#### [To do]
In the thesis abstract on phishing links on Twitter below, what share of the URLs that URL scanning engines flagged as malicious turned out to be benign?

#### [Passage given]
======

ORCID Identifier(s)

0000-0001-6444-2623

Graduation Semester and Year

2020

Language

English

Document Type

Thesis

Degree Name

Master of Science in Computer Science

Department

Computer Science and Engineering

First Advisor

Shirin Nilizadeh

Abstract

Phishing websites are one of the most pervasive online attack vectors, with nearly 1.5 million such attacks created every month. Social media is the primary ground for phishing attacks, with 86% of these attacks originating from Twitter, Facebook, LinkedIn, etc. Prevalent approaches against these attacks includes URL scanners, anti-phishing blacklists and social media's own detection systems. In this work, we focus on Twitter, and through a combination of data-driven methods and emulations, we evaluate the verdicts provided by URL scanners, and Twitter’s detection system. We show that these sources provide a good amount of misinformation, which not only can lead users to visit malicious websites, but also can decrease the web traffic to legitimate websites. In particular, we analyzed 40k unique URLs obtained from 1 million tweets by grouping them into 5 different categories based on their characteristics, and found that Twitter is consistently unreliable at labelling URLs from 2 different categories - Phishing websites hosted under trusted domains, Benign URLs which are hosted under suspicious URL Shortening services or free Web Hosting domains. We also found that for accounts that continuously post malicious links, Twitter does not proactively suspend or remove them, instead relying heavily on users reporting these accounts before they are suspended. We also found about 71% of the URLs detected by URL Scanning engines as malicious were actually benign, which was caused due to three factors which frequently lead to false positives in these tools. These factors are URL domain bias, web hosting bias and reliance on PhishTank, a public URL blacklist. We also discovered a new form of phishing attack which leverages the use of popular web domains and further implements two obfuscation methods, to remain undetected for more than a month. Finally, we conducted an IRB approved survey study on Amazon Mechanical Turk, where we evaluated the impact of the misinformation, provided by both URL Scanning engines and Twitter, on the perception of users about the websites. We found that users have more confidence on certain URL features more than others, and in the later case, they heavily rely on the detection tools, irrespective of whether their verdict was right or not.

======

#### [Records]
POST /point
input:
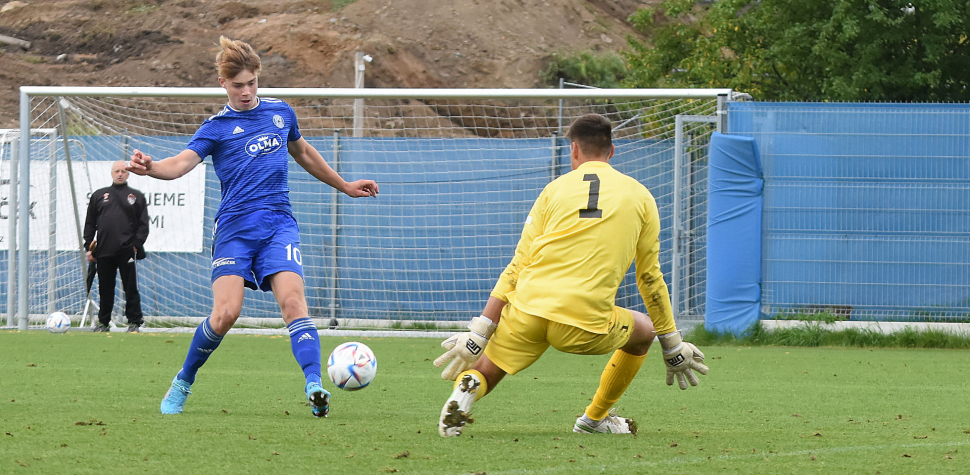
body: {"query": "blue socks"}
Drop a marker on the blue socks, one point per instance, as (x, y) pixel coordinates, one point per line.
(306, 348)
(205, 341)
(303, 339)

======

#### [Response below]
About 71%.